RECORDS
-------------------------

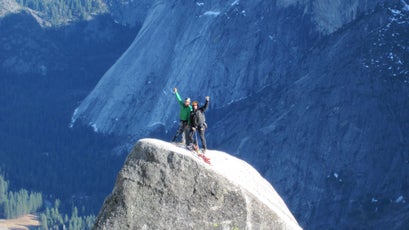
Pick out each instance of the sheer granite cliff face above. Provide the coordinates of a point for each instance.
(162, 186)
(328, 109)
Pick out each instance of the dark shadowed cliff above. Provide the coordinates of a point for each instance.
(314, 94)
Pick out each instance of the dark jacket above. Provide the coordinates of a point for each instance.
(197, 117)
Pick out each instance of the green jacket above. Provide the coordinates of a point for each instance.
(184, 110)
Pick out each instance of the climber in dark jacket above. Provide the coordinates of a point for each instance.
(184, 115)
(198, 122)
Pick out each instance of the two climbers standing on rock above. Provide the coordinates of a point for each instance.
(198, 123)
(184, 116)
(192, 120)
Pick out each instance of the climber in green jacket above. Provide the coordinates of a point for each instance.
(184, 116)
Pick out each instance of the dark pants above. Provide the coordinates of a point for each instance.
(183, 131)
(193, 138)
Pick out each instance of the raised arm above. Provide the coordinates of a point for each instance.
(206, 105)
(178, 96)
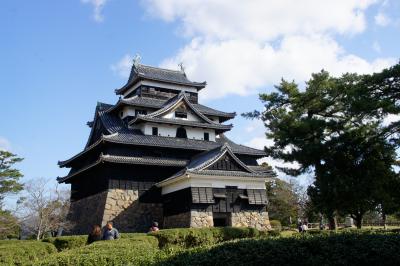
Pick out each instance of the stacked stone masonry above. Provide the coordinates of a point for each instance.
(256, 219)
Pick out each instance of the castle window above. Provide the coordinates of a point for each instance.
(140, 112)
(181, 133)
(154, 131)
(181, 112)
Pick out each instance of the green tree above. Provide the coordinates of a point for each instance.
(9, 225)
(332, 132)
(9, 176)
(283, 202)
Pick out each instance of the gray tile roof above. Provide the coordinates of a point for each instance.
(118, 132)
(156, 104)
(140, 71)
(172, 162)
(201, 162)
(145, 160)
(170, 105)
(182, 122)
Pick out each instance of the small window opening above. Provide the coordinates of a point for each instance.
(181, 112)
(181, 133)
(140, 112)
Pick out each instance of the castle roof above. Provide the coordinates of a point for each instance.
(140, 71)
(206, 164)
(121, 140)
(137, 101)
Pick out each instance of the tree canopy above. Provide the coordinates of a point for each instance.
(9, 176)
(336, 129)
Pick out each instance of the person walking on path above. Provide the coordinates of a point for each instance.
(110, 233)
(154, 227)
(95, 234)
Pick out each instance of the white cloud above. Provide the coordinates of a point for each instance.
(123, 66)
(260, 142)
(381, 19)
(5, 144)
(98, 6)
(260, 19)
(377, 47)
(239, 46)
(390, 118)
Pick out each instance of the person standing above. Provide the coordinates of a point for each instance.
(154, 227)
(94, 235)
(110, 233)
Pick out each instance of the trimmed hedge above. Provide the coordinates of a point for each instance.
(17, 252)
(67, 242)
(71, 242)
(192, 237)
(276, 225)
(139, 250)
(340, 249)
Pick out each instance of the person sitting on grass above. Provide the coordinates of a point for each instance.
(154, 227)
(304, 227)
(110, 233)
(95, 235)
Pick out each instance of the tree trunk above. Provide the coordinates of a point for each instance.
(384, 216)
(332, 222)
(358, 220)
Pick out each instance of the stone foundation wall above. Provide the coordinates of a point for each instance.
(255, 219)
(128, 214)
(201, 218)
(180, 220)
(121, 206)
(85, 213)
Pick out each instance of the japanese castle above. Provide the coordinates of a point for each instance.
(160, 155)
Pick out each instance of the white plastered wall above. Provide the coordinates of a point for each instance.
(170, 131)
(160, 85)
(214, 182)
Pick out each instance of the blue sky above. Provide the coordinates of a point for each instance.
(58, 58)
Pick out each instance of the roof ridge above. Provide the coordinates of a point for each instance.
(160, 68)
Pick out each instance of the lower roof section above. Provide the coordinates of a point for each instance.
(149, 161)
(214, 181)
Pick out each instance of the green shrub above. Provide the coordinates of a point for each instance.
(336, 249)
(70, 242)
(67, 242)
(138, 250)
(23, 252)
(192, 237)
(276, 225)
(132, 235)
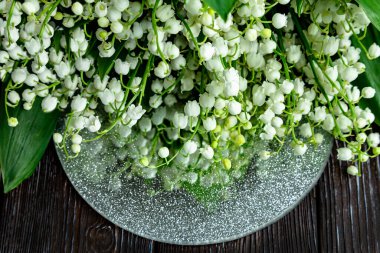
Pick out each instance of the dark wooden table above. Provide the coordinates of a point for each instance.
(45, 214)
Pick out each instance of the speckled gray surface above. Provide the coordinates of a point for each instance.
(270, 190)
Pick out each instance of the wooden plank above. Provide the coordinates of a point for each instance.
(46, 214)
(348, 208)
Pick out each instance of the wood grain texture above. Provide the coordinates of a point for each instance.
(45, 214)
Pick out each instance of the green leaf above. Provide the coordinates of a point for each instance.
(372, 9)
(371, 76)
(222, 7)
(299, 7)
(22, 147)
(105, 64)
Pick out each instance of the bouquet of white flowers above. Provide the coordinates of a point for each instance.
(186, 86)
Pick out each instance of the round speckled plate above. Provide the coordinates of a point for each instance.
(270, 190)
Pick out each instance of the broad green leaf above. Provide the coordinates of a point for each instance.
(371, 76)
(222, 7)
(299, 7)
(105, 65)
(22, 147)
(372, 9)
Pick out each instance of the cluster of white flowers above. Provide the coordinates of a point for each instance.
(184, 90)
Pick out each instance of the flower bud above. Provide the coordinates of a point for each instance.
(75, 148)
(226, 163)
(352, 170)
(57, 137)
(279, 20)
(374, 51)
(49, 104)
(368, 92)
(144, 161)
(209, 123)
(163, 152)
(192, 109)
(77, 8)
(345, 154)
(13, 97)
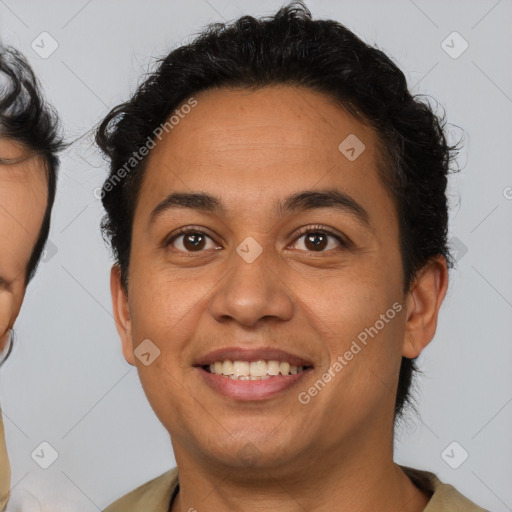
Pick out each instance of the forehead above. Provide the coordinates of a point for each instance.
(23, 198)
(261, 145)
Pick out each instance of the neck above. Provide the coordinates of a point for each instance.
(357, 479)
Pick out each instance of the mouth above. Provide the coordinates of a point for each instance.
(246, 375)
(252, 370)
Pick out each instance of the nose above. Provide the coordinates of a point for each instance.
(252, 291)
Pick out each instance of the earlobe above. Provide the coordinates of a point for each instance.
(423, 303)
(6, 317)
(122, 313)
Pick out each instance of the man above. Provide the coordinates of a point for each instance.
(276, 206)
(29, 142)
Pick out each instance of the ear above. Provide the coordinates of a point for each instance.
(422, 306)
(122, 313)
(6, 317)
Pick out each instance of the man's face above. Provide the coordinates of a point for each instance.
(23, 198)
(212, 297)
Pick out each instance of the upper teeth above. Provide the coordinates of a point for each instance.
(254, 370)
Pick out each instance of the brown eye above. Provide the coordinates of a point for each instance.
(317, 240)
(189, 240)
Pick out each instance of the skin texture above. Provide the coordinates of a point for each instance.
(23, 198)
(252, 149)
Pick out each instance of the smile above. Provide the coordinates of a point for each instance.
(252, 370)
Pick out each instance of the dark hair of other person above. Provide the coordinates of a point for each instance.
(27, 119)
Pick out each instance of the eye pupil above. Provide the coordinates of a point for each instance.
(198, 240)
(317, 244)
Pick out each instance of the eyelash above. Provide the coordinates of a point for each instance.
(309, 229)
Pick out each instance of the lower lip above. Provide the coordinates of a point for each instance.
(250, 389)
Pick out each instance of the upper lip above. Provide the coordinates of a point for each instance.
(251, 354)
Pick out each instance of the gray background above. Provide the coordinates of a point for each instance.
(67, 382)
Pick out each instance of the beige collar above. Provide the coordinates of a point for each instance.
(155, 495)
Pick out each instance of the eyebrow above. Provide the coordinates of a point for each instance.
(301, 201)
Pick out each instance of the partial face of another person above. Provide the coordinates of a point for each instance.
(326, 272)
(23, 199)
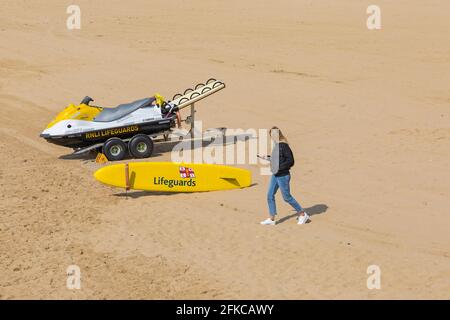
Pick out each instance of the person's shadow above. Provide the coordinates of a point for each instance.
(311, 211)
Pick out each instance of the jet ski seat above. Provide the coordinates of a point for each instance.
(111, 114)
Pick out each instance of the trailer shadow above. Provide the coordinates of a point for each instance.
(312, 211)
(138, 194)
(161, 146)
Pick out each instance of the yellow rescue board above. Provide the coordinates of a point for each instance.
(173, 177)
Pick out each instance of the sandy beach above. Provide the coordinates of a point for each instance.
(366, 112)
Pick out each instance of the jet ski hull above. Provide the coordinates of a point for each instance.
(88, 138)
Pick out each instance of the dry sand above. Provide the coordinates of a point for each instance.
(366, 112)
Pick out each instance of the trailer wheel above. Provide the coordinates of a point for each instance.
(141, 146)
(114, 149)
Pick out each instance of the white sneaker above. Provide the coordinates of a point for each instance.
(303, 219)
(268, 222)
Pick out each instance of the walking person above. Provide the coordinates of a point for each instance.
(281, 161)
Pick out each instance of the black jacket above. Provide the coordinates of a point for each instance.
(283, 153)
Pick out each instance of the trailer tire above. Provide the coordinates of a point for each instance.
(141, 146)
(114, 149)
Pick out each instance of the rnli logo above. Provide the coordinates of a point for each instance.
(187, 172)
(111, 132)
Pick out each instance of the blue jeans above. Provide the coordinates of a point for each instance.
(283, 184)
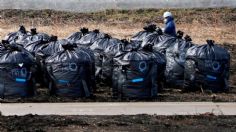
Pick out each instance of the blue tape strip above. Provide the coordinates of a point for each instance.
(20, 80)
(211, 77)
(137, 80)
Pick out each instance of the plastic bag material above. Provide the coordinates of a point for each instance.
(175, 56)
(103, 58)
(17, 78)
(75, 37)
(134, 75)
(88, 39)
(161, 41)
(52, 48)
(207, 67)
(140, 36)
(70, 72)
(17, 37)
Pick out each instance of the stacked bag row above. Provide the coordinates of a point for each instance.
(30, 58)
(134, 69)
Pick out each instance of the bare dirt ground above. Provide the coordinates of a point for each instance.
(200, 24)
(206, 122)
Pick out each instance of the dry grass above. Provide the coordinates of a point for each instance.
(200, 24)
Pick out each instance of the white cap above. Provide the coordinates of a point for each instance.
(167, 14)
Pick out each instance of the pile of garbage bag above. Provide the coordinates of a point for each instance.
(137, 68)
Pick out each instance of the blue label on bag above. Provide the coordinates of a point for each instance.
(20, 80)
(137, 80)
(211, 77)
(63, 81)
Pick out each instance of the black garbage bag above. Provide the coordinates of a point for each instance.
(175, 56)
(135, 75)
(34, 44)
(34, 36)
(147, 30)
(88, 39)
(17, 37)
(75, 37)
(36, 41)
(130, 45)
(103, 58)
(161, 60)
(3, 48)
(17, 67)
(70, 72)
(207, 67)
(52, 48)
(161, 41)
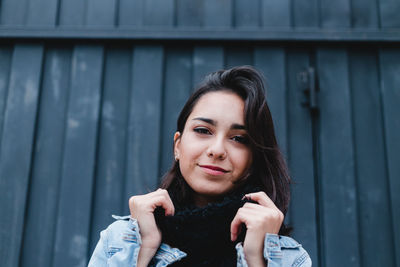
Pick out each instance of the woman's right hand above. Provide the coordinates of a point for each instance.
(142, 209)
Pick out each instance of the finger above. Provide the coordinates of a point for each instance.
(164, 201)
(262, 199)
(236, 224)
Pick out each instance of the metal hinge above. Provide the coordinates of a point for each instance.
(307, 83)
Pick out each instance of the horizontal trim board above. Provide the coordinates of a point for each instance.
(285, 34)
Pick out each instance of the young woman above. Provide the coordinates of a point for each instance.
(223, 201)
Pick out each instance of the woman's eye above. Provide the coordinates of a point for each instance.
(240, 139)
(202, 130)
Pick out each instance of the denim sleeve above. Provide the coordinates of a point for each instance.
(118, 246)
(279, 251)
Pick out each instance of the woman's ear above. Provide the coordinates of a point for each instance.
(177, 141)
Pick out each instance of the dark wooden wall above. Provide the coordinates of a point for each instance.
(90, 92)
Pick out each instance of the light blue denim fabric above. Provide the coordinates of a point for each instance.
(119, 245)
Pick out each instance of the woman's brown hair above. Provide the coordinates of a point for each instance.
(268, 170)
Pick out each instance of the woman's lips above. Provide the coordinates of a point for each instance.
(213, 170)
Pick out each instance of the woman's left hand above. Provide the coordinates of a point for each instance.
(260, 219)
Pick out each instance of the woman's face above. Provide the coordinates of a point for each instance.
(213, 149)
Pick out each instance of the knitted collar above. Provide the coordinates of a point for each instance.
(203, 232)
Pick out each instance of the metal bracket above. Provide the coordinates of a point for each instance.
(307, 83)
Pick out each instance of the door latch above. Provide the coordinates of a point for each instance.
(307, 83)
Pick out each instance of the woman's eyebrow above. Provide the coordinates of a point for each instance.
(234, 126)
(209, 121)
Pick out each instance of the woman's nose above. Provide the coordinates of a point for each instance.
(217, 149)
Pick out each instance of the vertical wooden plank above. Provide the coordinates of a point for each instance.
(42, 12)
(131, 12)
(144, 121)
(337, 177)
(276, 13)
(217, 13)
(271, 62)
(101, 12)
(389, 63)
(335, 14)
(178, 80)
(373, 188)
(301, 162)
(110, 166)
(16, 149)
(206, 59)
(72, 12)
(247, 13)
(71, 242)
(163, 15)
(5, 65)
(365, 13)
(305, 13)
(44, 185)
(189, 13)
(13, 12)
(238, 55)
(389, 13)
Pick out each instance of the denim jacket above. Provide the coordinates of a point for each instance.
(119, 245)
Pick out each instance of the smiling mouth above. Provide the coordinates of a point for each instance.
(213, 170)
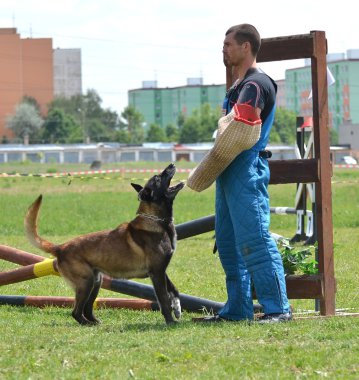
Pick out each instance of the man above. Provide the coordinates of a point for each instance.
(246, 249)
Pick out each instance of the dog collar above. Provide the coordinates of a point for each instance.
(155, 218)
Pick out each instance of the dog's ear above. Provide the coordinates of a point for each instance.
(137, 187)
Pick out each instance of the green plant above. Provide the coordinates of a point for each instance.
(299, 259)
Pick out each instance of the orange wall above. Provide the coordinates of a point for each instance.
(26, 68)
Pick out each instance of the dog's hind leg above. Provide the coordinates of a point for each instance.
(160, 285)
(174, 297)
(84, 289)
(88, 309)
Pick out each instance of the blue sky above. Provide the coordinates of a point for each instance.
(126, 42)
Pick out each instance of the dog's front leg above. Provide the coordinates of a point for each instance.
(160, 286)
(88, 309)
(174, 296)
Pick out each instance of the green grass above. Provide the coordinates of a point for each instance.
(47, 343)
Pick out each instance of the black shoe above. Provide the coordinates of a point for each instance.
(211, 319)
(275, 318)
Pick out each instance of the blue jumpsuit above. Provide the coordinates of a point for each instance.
(246, 249)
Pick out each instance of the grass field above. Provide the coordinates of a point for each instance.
(47, 343)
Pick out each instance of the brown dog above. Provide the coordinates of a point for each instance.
(141, 248)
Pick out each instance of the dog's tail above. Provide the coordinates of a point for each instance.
(31, 228)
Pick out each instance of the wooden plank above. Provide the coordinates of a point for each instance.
(323, 203)
(304, 287)
(287, 47)
(293, 171)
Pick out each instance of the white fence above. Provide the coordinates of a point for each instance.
(110, 153)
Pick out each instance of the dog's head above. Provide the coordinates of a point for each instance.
(158, 189)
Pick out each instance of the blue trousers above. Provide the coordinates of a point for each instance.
(246, 249)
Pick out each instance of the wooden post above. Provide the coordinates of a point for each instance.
(323, 193)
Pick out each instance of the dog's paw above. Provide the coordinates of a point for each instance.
(176, 306)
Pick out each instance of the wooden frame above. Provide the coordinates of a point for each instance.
(316, 170)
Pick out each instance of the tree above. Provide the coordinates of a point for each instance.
(26, 122)
(97, 124)
(60, 127)
(132, 125)
(155, 134)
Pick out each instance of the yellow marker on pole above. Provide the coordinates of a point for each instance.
(45, 268)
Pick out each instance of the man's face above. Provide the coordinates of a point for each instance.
(233, 53)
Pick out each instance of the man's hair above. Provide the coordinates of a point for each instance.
(246, 33)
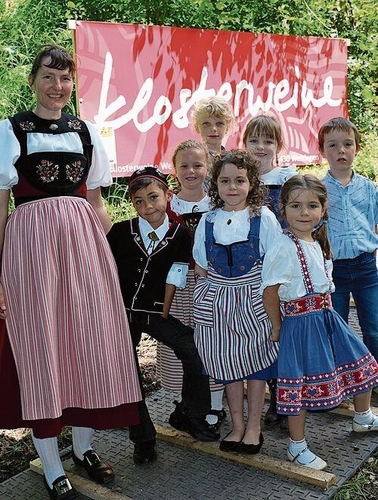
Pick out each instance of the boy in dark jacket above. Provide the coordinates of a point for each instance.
(152, 256)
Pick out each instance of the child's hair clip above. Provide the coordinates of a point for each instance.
(319, 225)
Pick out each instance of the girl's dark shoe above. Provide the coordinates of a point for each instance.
(62, 489)
(250, 449)
(98, 470)
(197, 427)
(228, 446)
(220, 414)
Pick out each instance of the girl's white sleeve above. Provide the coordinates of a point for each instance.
(278, 266)
(10, 152)
(270, 230)
(199, 248)
(99, 173)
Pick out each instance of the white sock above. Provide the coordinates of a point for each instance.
(364, 417)
(81, 440)
(48, 452)
(217, 399)
(296, 447)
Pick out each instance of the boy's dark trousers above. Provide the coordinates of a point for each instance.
(195, 387)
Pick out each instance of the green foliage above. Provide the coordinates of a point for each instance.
(117, 201)
(25, 27)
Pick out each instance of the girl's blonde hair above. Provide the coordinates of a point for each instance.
(243, 160)
(214, 106)
(264, 125)
(192, 144)
(309, 182)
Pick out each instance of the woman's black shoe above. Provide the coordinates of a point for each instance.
(250, 449)
(62, 489)
(197, 427)
(98, 470)
(228, 446)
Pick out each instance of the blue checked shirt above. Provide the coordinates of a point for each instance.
(353, 215)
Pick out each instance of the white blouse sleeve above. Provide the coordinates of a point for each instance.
(10, 152)
(199, 248)
(99, 173)
(278, 264)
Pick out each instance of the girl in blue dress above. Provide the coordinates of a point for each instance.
(321, 360)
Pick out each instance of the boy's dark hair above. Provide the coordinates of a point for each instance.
(143, 177)
(264, 125)
(60, 59)
(339, 123)
(311, 183)
(243, 160)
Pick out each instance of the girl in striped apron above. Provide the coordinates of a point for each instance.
(321, 360)
(231, 326)
(191, 161)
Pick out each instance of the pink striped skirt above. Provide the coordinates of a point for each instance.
(66, 321)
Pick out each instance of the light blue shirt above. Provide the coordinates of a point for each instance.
(353, 215)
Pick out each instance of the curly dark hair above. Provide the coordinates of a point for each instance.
(309, 182)
(243, 160)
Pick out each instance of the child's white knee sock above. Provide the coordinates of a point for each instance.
(216, 404)
(48, 452)
(81, 440)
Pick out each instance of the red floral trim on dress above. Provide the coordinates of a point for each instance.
(309, 303)
(47, 171)
(326, 390)
(74, 172)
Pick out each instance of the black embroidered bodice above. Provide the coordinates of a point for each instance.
(45, 174)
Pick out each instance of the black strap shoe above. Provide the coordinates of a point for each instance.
(197, 427)
(98, 470)
(62, 489)
(145, 452)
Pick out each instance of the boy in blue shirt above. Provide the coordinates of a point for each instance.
(352, 228)
(152, 255)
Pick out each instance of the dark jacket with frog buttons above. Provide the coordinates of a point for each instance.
(143, 276)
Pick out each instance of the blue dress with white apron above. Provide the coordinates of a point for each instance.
(232, 328)
(321, 360)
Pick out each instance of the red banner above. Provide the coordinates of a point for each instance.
(138, 84)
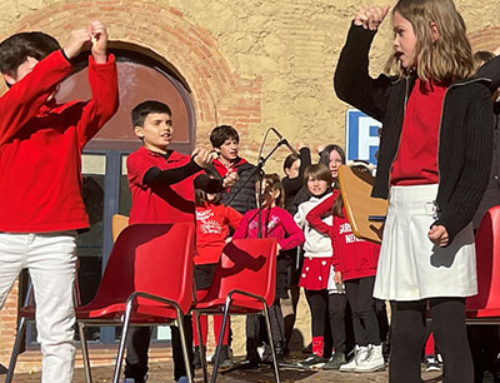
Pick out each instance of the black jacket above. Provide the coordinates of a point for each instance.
(465, 136)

-------------------------

PROBLEM STATEMENT
Repeat word for word the lines starting at the one with "Pick out each instance of the red floral" and ending at the final line of the records above, both included; no pictures.

COMPLETED TASK
Pick out each instance of the red floral trim on dress above. Provide the coordinates of a point for each instance.
(309, 303)
(47, 171)
(326, 390)
(74, 172)
Pick out each instance of the black embroidered bodice above. Provide the coordinates of a point for each instance.
(45, 174)
Pick out each instance of the black strap shoe above. Provide the coordinates of a point for each instance.
(197, 427)
(98, 470)
(62, 489)
(145, 452)
Pick out each instance of the boy in blue shirt above. Provide the coordinates of a point for each instance.
(352, 228)
(152, 255)
Pick out each instance of the dark jacket with frog buttons above. Provide the coordinates of a point for each instance.
(143, 276)
Pick out each instance of the blue dress with white apron above. Provide the coordinates of a point for each instance.
(232, 328)
(321, 360)
Pick out each instance of the red banner above. Provide the coordinates of a point for each instance.
(138, 84)
Pick out each instance of the black jacket above. Provide the coordinates of a point for each instance.
(465, 136)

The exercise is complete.